The problem: Transcribe the data below word for word, from its first line through the line containing "[281,292,290,360]", and include both of those lines.

***** Exercise input *****

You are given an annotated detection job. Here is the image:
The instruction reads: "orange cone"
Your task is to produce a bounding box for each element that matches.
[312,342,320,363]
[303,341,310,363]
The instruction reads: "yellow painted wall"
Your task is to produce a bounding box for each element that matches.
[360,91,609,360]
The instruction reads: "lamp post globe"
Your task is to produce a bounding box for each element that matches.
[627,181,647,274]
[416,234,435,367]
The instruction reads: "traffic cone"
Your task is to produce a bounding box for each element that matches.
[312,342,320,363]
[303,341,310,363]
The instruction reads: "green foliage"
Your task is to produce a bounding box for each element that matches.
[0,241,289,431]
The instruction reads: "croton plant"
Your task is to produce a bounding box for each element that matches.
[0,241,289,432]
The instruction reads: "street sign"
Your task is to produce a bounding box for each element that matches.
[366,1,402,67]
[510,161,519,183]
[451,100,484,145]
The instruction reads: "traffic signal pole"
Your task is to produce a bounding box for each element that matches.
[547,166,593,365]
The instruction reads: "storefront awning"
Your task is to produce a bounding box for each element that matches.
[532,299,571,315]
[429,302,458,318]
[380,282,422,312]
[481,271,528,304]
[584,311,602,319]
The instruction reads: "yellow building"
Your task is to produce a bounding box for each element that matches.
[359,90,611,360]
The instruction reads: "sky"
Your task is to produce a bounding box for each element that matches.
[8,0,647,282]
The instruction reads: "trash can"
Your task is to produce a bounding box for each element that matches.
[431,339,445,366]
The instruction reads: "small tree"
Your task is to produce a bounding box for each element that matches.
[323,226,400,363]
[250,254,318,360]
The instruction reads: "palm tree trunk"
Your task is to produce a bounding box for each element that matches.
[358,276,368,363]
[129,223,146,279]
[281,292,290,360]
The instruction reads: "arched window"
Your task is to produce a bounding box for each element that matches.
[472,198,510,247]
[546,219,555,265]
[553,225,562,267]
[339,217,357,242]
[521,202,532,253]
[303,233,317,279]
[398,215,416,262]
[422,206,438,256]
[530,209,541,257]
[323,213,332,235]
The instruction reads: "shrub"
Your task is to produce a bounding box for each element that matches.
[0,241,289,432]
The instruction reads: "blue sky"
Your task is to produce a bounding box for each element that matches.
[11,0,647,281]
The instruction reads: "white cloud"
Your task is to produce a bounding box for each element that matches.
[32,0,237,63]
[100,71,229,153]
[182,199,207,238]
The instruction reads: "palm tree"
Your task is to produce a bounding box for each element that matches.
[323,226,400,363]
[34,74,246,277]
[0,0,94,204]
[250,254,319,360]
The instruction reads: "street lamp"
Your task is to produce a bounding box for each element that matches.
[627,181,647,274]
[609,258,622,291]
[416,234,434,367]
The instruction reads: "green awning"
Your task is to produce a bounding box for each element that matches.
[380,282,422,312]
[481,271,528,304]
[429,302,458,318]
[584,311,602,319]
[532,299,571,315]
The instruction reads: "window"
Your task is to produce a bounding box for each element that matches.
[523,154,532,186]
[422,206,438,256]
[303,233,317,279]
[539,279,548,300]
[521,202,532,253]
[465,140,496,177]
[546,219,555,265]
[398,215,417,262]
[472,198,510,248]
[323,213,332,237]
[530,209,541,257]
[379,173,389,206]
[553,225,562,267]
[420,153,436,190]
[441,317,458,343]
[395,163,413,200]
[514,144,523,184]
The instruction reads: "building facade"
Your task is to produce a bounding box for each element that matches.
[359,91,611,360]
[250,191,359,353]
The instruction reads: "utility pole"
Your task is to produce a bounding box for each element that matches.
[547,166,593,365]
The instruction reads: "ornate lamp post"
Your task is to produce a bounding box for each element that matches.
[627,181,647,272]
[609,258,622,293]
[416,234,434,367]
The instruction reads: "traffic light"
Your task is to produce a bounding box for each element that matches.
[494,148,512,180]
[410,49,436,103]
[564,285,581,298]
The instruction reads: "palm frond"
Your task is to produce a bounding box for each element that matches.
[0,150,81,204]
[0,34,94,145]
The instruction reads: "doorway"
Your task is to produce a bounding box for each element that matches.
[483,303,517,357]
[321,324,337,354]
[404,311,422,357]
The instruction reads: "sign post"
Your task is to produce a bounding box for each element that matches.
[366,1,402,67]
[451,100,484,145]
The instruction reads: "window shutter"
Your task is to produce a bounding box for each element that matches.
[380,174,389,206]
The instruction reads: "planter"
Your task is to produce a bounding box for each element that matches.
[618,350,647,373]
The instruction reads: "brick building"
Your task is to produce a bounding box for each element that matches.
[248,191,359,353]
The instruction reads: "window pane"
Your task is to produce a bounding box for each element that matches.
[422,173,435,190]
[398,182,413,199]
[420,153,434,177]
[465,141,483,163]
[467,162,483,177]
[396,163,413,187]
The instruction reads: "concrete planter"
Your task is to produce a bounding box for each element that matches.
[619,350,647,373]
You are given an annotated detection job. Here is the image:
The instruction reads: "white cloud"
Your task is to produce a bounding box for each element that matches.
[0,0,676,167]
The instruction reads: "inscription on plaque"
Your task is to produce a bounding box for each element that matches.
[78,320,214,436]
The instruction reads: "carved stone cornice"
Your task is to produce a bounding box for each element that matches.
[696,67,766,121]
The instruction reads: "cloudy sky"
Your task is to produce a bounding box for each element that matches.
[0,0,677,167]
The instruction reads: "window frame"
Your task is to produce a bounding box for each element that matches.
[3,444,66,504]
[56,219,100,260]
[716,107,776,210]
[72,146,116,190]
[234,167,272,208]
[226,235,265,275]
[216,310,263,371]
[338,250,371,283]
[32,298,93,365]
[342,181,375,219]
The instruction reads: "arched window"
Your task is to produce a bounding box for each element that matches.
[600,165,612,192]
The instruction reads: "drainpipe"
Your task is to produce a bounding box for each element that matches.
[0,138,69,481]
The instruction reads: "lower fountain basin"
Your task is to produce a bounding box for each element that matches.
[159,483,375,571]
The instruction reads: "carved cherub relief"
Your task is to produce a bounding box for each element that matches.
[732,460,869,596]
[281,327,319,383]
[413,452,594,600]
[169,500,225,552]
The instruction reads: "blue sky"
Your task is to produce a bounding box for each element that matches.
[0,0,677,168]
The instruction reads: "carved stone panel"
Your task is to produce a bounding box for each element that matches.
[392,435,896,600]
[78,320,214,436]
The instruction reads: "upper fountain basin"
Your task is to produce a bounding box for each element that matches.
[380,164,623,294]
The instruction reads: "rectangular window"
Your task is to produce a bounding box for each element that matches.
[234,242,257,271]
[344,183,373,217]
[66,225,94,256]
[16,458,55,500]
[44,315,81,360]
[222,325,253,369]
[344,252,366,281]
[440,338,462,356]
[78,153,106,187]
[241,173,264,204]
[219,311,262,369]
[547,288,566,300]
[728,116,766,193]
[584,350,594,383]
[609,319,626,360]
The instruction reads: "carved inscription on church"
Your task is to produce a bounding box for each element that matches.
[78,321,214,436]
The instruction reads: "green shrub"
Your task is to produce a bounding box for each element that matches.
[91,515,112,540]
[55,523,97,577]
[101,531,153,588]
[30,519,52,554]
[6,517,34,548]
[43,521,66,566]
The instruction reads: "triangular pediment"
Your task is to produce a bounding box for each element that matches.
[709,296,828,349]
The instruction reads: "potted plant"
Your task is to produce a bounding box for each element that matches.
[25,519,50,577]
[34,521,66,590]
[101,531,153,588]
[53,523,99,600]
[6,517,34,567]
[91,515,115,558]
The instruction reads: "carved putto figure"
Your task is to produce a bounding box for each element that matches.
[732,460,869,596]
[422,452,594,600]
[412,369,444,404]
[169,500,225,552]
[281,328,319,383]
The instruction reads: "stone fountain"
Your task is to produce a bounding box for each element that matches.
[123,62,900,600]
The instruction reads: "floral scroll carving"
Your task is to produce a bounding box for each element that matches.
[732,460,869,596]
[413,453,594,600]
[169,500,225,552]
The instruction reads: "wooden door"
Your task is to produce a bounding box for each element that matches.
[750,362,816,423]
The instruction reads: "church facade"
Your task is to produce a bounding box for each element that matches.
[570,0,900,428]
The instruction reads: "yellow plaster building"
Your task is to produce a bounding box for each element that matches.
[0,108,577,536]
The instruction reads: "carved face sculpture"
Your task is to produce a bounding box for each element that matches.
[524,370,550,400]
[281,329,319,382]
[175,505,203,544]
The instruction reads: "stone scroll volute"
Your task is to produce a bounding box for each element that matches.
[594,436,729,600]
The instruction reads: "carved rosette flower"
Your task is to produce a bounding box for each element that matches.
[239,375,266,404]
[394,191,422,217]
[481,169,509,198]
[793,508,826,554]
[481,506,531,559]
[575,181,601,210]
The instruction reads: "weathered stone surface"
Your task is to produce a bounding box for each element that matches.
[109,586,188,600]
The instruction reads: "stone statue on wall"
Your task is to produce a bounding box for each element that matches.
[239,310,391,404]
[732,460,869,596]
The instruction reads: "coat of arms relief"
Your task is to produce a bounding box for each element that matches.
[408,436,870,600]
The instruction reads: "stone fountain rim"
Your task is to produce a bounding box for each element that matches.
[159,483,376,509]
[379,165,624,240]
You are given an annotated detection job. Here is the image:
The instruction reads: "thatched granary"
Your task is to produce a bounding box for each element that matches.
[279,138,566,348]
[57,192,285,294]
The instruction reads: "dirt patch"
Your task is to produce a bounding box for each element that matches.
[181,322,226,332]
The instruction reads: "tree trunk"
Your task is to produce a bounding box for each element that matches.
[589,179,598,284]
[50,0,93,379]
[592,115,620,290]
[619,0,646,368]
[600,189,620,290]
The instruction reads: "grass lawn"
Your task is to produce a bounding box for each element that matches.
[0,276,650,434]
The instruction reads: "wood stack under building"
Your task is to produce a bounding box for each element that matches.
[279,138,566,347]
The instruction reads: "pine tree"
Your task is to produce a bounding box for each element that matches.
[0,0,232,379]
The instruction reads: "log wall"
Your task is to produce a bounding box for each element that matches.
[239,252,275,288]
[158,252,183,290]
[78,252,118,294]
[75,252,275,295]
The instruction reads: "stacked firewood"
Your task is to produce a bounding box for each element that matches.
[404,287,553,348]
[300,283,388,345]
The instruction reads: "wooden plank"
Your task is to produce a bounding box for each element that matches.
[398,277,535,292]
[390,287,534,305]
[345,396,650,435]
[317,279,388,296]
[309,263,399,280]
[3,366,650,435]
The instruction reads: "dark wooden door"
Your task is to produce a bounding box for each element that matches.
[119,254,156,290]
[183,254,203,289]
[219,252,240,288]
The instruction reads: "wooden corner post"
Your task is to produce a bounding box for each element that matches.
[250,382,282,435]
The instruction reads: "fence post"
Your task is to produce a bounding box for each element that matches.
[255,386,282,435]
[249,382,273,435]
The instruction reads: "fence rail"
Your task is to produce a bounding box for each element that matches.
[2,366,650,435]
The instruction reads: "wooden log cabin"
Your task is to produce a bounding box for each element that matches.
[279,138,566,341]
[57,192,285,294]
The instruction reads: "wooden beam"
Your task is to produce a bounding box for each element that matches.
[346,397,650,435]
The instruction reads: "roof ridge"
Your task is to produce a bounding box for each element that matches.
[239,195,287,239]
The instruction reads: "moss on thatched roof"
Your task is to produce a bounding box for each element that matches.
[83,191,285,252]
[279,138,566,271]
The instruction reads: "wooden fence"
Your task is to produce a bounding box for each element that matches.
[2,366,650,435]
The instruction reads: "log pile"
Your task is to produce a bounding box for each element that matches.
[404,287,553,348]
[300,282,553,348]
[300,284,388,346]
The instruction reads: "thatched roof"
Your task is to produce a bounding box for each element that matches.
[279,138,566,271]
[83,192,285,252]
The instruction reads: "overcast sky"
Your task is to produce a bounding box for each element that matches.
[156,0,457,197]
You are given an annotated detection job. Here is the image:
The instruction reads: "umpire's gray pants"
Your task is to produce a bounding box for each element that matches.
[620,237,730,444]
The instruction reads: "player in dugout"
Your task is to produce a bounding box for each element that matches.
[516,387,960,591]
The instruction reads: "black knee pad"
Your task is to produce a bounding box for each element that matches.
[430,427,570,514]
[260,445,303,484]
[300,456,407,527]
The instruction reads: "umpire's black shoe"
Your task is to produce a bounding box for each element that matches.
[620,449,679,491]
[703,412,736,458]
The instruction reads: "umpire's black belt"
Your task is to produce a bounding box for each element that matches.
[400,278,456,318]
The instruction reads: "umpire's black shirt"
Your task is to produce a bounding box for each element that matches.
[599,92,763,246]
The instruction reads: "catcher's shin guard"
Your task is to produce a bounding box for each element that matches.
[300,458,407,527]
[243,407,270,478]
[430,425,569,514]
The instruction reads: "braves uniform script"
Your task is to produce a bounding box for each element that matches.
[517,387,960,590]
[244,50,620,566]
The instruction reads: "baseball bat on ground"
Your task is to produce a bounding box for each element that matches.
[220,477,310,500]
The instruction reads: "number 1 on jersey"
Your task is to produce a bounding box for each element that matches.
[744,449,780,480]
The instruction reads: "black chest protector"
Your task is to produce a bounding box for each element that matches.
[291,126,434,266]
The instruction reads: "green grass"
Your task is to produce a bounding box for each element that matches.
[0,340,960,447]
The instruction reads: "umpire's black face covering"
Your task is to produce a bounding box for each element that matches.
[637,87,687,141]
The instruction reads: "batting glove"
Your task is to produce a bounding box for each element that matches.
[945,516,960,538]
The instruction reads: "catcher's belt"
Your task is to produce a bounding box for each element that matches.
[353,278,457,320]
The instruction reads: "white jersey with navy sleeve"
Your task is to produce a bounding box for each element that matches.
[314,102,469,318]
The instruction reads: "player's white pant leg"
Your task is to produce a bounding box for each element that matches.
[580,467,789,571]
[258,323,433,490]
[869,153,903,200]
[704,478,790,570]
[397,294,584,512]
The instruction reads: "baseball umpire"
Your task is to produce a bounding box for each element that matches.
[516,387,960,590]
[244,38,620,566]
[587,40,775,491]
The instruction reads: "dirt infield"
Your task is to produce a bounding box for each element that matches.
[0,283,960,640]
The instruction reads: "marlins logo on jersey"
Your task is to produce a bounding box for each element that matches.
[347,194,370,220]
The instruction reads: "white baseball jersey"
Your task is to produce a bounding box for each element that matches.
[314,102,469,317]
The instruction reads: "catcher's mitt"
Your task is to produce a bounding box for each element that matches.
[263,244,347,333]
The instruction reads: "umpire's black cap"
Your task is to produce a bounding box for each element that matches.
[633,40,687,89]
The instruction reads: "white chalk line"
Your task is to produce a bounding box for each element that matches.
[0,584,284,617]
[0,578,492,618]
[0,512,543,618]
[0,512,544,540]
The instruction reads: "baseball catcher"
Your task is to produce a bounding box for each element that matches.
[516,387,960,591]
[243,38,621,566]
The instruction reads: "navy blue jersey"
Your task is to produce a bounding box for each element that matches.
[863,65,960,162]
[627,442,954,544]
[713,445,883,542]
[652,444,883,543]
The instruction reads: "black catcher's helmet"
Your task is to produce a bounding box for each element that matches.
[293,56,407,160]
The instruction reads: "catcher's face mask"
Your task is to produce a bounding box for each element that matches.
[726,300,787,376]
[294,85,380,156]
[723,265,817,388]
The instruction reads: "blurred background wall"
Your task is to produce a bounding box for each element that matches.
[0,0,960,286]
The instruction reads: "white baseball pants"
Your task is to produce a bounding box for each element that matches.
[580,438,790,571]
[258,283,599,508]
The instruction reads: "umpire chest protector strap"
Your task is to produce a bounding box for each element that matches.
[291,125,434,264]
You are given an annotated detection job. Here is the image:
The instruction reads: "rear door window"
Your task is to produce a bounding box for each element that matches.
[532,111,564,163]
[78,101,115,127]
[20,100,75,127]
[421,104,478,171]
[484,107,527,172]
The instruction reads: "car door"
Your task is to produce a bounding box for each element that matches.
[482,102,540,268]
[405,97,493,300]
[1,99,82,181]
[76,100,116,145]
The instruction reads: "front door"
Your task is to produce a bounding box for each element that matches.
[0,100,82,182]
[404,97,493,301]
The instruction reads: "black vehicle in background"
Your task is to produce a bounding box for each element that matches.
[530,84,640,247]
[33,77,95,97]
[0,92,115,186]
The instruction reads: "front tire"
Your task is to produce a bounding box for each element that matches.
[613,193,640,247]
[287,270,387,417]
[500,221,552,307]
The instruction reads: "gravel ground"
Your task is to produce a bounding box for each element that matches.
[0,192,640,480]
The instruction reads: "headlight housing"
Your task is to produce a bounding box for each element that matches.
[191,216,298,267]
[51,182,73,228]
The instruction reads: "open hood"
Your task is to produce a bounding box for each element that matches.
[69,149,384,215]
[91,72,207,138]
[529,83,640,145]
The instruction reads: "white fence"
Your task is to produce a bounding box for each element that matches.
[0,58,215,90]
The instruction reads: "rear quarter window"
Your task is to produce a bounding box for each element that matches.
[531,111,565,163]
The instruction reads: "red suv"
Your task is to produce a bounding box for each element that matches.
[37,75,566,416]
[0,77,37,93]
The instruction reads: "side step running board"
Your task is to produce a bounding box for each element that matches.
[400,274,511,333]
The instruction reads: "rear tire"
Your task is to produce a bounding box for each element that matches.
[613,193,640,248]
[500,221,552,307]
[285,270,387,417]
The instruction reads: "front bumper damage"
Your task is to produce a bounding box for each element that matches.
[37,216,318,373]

*****

Complete output:
You are given an annotated detection job. Here is the image:
The instruction reads: "orange cone"
Your task is to produce a bounding box for each element that matches.
[312,342,320,363]
[303,341,310,363]
The instruction reads: "yellow painted wall"
Your task is to produce a bounding box for each element that matches.
[360,91,609,360]
The instruction reads: "lamp post globe"
Your task is to produce a bounding box for each element that matches.
[627,181,647,274]
[416,234,435,367]
The instruction reads: "traffic cone"
Your task is to produce a bounding box for each element that matches.
[312,342,320,363]
[303,341,310,363]
The instruction reads: "green foliage"
Your task is to produce a bounding box for each element that matches.
[0,241,289,431]
The instruction reads: "croton plant"
Your task is to produce a bounding box for each element that matches.
[0,241,289,432]
The instruction reads: "street sign"
Your task is to produce a bounding box for each element that matches.
[366,1,402,67]
[510,161,519,183]
[451,100,484,145]
The instruction reads: "traffic signal pole"
Your task is to produce a bounding box for each element that matches.
[547,166,593,365]
The instruction reads: "storefront awning"
Your task is to produce a bounding box for each element that matches.
[532,299,571,315]
[429,302,458,318]
[380,282,422,312]
[481,271,528,304]
[584,311,602,319]
The instruction reads: "yellow building"
Your task is to produce a bounding box for each element that matches.
[359,90,611,360]
The instruction reads: "sky"
Your task is to produce a bounding box for each element that matches.
[8,0,647,282]
The instruction reads: "trash can"
Your task is to produce a bounding box for each element that matches.
[431,339,445,366]
The instruction reads: "small tree"
Your task is to produce a bounding box for each element that matches.
[323,226,400,363]
[250,254,318,360]
The instruction reads: "palm tree trunk"
Your task is to produce a bounding box for each element that matches.
[358,276,368,363]
[129,223,146,279]
[281,292,290,360]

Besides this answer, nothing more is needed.